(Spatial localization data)
■ ■ ■ ■ ■
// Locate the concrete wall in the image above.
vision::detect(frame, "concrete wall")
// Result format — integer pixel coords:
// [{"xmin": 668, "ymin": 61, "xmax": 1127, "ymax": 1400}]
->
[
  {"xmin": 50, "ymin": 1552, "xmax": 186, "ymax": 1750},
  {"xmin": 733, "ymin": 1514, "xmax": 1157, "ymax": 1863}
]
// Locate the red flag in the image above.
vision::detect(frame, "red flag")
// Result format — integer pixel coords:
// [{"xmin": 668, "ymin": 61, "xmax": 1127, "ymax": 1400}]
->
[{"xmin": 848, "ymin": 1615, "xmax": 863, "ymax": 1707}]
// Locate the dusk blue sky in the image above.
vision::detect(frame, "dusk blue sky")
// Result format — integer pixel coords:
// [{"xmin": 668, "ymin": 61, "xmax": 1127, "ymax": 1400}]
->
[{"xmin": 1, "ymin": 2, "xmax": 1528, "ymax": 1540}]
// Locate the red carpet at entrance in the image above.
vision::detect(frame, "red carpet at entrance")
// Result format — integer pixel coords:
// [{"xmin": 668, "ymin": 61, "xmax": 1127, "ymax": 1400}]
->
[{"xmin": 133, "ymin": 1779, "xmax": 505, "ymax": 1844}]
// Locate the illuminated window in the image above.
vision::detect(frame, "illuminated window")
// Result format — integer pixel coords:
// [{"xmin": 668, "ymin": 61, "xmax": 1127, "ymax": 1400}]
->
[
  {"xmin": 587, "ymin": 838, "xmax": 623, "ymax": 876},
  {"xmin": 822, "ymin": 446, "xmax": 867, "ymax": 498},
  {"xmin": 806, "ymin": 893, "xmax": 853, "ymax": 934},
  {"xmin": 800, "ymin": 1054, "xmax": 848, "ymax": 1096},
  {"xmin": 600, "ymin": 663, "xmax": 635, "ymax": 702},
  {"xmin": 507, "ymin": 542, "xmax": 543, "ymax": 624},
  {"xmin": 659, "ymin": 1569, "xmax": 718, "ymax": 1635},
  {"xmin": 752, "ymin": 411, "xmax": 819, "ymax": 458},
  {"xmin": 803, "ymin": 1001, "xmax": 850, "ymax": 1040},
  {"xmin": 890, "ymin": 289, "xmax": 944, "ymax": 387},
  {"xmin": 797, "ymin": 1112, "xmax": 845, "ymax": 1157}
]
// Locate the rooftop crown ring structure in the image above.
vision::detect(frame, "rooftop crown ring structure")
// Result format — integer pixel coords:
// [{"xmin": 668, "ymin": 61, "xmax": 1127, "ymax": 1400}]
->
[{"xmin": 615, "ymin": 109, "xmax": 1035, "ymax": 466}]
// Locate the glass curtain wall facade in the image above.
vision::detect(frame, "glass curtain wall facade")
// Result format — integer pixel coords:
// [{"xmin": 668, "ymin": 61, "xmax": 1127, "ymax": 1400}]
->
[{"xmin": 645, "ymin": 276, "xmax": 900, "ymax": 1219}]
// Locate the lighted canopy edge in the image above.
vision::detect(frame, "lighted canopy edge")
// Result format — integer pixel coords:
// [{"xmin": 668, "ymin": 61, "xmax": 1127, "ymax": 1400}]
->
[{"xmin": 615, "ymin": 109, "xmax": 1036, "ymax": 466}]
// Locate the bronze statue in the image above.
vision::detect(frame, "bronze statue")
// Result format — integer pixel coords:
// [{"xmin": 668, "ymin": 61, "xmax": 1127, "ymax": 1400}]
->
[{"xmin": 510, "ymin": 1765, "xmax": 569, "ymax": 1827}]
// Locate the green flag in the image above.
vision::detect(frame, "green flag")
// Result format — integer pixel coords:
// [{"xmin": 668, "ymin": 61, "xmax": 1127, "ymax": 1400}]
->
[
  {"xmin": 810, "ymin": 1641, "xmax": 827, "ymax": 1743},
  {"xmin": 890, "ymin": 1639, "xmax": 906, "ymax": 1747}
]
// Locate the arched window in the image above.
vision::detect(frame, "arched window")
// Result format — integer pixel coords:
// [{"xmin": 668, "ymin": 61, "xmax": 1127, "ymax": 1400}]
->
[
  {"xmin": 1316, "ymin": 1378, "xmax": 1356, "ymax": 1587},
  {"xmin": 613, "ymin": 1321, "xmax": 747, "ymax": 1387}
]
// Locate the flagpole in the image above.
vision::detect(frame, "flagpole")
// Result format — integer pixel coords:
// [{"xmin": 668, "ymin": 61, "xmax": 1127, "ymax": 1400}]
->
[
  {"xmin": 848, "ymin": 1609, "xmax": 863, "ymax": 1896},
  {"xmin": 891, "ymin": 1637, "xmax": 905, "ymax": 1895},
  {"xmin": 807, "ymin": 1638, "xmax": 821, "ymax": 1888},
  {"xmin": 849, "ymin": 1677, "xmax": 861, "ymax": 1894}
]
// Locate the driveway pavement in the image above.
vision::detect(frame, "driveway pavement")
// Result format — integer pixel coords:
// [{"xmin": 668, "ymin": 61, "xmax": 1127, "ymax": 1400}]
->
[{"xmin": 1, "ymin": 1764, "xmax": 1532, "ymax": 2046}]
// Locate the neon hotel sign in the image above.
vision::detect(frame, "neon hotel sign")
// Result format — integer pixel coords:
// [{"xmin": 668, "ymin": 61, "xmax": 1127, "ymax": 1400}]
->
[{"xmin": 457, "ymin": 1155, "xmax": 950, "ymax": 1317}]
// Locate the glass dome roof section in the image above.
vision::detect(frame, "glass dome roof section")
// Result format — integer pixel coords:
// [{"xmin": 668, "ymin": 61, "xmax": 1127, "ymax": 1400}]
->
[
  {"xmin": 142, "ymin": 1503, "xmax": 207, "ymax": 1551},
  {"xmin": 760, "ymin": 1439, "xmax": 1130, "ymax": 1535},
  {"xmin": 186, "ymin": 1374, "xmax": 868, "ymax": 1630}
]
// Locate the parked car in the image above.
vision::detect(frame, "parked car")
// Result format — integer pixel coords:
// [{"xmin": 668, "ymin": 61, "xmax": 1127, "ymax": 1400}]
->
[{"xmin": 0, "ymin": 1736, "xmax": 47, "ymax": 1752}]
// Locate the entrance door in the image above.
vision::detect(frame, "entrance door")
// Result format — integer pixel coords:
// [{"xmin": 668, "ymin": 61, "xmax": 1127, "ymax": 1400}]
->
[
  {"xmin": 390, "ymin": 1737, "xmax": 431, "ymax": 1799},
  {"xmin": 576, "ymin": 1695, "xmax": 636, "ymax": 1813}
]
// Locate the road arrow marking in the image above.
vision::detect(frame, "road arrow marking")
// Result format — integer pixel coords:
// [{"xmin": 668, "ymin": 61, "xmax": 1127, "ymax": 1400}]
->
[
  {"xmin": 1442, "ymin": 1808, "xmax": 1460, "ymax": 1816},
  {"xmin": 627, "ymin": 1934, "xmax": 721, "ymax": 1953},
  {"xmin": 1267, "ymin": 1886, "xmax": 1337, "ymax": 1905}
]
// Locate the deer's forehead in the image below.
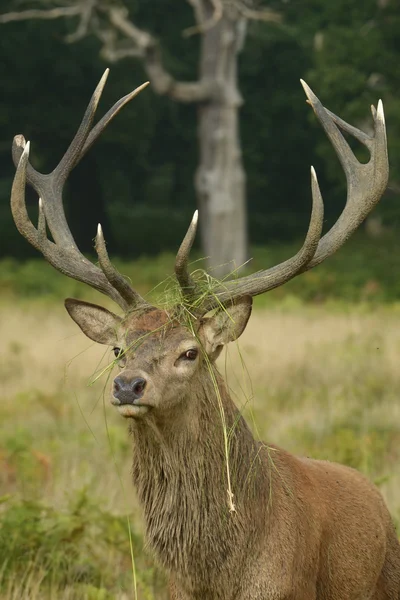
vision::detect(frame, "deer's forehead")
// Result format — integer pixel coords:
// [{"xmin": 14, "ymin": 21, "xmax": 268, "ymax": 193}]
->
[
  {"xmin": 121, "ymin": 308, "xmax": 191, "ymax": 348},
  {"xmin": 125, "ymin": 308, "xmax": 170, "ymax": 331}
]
■ ■ ■ ■ ■
§ THE TASK:
When a line in the data contains the string "deer", copy that line.

§ YOUR SOLUTION:
// Locate the deer's forehead in the image below.
vision::detect(frame, "deer's forehead")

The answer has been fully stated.